Source information:
- Opening Delimiter -
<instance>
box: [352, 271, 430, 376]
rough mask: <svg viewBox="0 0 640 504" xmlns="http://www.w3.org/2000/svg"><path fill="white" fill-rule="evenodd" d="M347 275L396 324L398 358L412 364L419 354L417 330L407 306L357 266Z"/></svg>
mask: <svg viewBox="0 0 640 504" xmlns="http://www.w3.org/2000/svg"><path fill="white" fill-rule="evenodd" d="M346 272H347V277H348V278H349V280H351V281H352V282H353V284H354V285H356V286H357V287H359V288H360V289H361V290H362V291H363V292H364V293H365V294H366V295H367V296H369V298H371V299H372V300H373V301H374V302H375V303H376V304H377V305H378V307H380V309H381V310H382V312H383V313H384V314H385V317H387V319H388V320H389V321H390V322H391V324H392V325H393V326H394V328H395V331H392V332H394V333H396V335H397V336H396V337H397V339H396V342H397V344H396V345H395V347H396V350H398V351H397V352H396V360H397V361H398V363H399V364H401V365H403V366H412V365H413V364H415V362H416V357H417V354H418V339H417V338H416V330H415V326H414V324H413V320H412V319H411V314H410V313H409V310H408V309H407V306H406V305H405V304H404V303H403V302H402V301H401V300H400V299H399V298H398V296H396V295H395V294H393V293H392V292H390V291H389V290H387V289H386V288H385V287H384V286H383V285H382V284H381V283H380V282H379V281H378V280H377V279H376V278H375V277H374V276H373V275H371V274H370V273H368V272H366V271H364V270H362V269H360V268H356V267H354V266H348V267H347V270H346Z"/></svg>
- Closing Delimiter -
- Opening Delimiter -
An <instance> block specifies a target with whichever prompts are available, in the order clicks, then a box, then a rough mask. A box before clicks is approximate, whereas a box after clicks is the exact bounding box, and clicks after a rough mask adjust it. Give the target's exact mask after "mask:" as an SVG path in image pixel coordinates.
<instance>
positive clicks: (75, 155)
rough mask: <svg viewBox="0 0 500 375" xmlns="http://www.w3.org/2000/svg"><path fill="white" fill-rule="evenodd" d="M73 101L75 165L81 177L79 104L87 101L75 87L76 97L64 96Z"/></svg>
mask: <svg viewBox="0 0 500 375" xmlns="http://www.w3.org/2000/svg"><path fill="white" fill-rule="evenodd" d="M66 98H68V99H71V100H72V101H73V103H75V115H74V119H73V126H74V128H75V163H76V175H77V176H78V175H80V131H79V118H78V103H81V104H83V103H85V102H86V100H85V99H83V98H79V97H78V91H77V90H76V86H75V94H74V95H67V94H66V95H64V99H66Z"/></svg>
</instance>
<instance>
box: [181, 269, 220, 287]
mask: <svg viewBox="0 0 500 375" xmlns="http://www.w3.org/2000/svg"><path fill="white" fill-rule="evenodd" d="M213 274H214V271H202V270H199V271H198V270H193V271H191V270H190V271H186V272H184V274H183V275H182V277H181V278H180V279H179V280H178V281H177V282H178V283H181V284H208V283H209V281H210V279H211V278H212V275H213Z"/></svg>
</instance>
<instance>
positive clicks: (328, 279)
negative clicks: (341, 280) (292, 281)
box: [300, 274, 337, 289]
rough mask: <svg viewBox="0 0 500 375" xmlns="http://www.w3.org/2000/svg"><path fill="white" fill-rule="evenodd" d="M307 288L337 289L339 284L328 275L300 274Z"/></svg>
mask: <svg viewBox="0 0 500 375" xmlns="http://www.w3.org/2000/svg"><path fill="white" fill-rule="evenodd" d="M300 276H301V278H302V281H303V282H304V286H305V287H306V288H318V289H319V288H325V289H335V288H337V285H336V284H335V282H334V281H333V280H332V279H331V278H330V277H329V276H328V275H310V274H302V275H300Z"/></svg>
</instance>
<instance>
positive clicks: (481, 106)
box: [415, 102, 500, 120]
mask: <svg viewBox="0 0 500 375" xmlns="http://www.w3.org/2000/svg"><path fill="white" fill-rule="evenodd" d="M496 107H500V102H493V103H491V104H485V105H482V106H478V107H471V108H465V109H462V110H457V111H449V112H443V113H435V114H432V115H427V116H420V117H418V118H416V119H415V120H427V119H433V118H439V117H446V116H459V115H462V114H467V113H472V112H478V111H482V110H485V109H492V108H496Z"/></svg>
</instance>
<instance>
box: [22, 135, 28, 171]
- Closing Delimiter -
- Opening Delimiter -
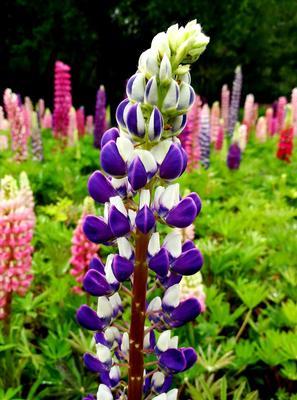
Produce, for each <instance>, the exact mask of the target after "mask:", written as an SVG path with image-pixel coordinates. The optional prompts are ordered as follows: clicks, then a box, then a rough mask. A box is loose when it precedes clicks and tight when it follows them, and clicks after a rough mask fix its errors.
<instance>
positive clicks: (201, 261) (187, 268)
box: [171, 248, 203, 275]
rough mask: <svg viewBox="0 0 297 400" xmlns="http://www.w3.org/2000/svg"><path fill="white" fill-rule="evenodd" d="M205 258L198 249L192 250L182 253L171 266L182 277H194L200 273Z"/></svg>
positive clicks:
- Closing Delimiter -
Problem details: Please gather every line of the records above that contains the word "with", counting only matches in the same case.

Solved problem:
An <instance> block specifies a target with whichever prompts are available, in the order clicks, then a box, then a rough mask. A box before clicks is approximate, whereas a box after clicks is the exact bounding box, and clicks after a rough mask adjust it. Give the target's exact mask after "mask:" as an SVG path in image pixel coordinates.
Produce, for each <instance>, the exact mask of the target after "mask:", written as an SVG path with image-pixel coordinates. The optional prompts are ordered as follows: clicks, then a box, then a rough mask. A box is loose when it precedes clicks and tight when it follows them, and clicks after a rough mask fix its errors.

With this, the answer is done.